>> Start Exercise material

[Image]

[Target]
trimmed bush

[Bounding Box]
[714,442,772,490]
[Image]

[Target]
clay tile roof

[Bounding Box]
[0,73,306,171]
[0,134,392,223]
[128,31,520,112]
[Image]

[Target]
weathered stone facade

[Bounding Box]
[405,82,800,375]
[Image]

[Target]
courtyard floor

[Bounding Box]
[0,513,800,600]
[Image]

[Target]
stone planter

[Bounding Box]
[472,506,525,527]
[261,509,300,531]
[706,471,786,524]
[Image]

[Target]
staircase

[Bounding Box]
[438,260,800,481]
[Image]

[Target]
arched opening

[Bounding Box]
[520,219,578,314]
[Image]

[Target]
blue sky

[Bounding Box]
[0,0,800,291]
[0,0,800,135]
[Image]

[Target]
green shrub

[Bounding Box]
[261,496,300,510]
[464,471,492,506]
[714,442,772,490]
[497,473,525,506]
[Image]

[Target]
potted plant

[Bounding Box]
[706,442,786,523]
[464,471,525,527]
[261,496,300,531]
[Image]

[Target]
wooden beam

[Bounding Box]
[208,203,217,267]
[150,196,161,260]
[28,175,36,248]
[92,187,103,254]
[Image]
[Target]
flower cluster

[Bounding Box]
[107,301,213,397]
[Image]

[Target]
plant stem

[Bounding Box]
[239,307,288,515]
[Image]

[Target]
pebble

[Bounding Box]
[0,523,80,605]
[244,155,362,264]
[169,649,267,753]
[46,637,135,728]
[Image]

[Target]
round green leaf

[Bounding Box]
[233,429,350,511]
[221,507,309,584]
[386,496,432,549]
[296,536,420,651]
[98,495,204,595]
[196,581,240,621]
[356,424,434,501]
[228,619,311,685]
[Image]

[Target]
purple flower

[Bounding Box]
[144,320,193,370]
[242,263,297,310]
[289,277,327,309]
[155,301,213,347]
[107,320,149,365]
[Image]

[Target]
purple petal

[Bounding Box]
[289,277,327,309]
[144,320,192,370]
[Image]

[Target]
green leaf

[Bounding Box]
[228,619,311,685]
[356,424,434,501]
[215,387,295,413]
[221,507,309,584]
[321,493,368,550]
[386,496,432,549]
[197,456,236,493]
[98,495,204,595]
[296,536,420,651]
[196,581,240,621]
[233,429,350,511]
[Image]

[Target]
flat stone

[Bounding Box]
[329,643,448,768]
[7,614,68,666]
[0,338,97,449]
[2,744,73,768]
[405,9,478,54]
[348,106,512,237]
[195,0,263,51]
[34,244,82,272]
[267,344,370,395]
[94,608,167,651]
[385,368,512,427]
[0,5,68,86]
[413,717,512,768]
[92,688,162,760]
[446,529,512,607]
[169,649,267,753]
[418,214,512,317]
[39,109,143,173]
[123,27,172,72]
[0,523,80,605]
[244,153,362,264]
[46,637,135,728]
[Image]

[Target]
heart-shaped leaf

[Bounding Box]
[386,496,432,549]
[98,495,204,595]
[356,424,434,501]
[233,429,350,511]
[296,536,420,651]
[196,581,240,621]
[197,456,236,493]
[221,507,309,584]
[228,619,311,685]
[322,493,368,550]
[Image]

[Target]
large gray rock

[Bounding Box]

>> End Exercise material

▶ [Work instructions]
Output every line of the listing above in full, with no changes.

▶ [Result of this exercise]
[Image]

[Target]
trimmed bush

[Bounding Box]
[714,442,772,490]
[Image]

[Target]
clay tile roof

[Bounding Box]
[0,73,306,171]
[0,134,392,223]
[128,31,520,112]
[Image]

[Target]
weathered stone facade

[Bounding Box]
[405,82,800,375]
[Image]

[Target]
courtyard floor

[Bounding Box]
[0,513,800,600]
[Image]

[Target]
stone planter

[Bounding Box]
[472,506,525,527]
[261,509,300,531]
[706,471,786,524]
[Image]

[Target]
staircase

[Bounding Box]
[438,260,800,481]
[Image]

[Target]
arched opening

[Bounding Box]
[520,219,578,314]
[Image]

[Target]
blue sky

[Bounding Box]
[0,0,800,291]
[0,0,800,135]
[Image]

[Target]
green shrub

[Bounding Box]
[261,496,300,510]
[464,471,492,506]
[714,442,772,490]
[497,473,525,506]
[Image]

[Target]
potted plant

[Bounding Box]
[706,442,786,523]
[464,471,525,527]
[261,496,300,531]
[Image]

[Target]
wooden beam

[Bounding Box]
[208,203,217,267]
[150,196,161,260]
[28,175,36,248]
[92,187,103,254]
[Image]
[Target]
flower cluster

[Bounding Box]
[107,301,213,397]
[Image]

[Target]
plant stem

[Bounding Box]
[239,307,288,515]
[Image]

[Target]
pebble

[Bounding Box]
[0,523,80,605]
[244,155,362,264]
[169,649,267,753]
[46,637,135,728]
[Image]

[Target]
round green leaf

[Bounding Box]
[233,429,350,511]
[221,507,309,584]
[386,496,432,549]
[296,536,420,651]
[98,495,204,595]
[196,581,240,621]
[356,424,434,501]
[228,619,311,685]
[Image]

[Target]
purple flower

[Bounding Box]
[144,320,193,370]
[242,263,297,310]
[289,277,327,309]
[155,301,213,347]
[107,320,149,365]
[Image]

[Target]
purple petal

[Bounding Box]
[289,277,327,309]
[144,320,192,370]
[Image]

[Target]
green leaf

[Bounding Box]
[228,619,311,685]
[356,424,434,501]
[215,387,295,413]
[221,507,309,584]
[321,493,368,550]
[386,496,432,549]
[197,456,236,493]
[98,495,204,595]
[296,536,420,651]
[196,581,240,621]
[233,429,350,511]
[Image]

[Target]
flat stone

[Bounding Box]
[329,643,448,768]
[7,614,68,666]
[0,338,97,449]
[2,744,73,768]
[405,9,478,54]
[348,106,512,237]
[195,0,263,51]
[34,244,82,272]
[267,344,370,395]
[94,608,167,651]
[385,368,512,427]
[0,5,68,86]
[413,717,512,768]
[92,688,162,760]
[446,529,512,607]
[169,649,267,753]
[418,214,512,317]
[39,109,143,173]
[123,27,172,72]
[0,523,80,605]
[244,153,362,264]
[46,637,135,728]
[Image]

[Target]
heart-shaped leaf

[Bounding Box]
[386,496,432,549]
[98,495,204,595]
[356,424,434,501]
[233,429,350,511]
[296,536,420,651]
[196,581,240,621]
[197,456,236,493]
[221,507,309,584]
[228,619,311,685]
[322,493,368,550]
[Image]

[Target]
large gray rock

[Bounding Box]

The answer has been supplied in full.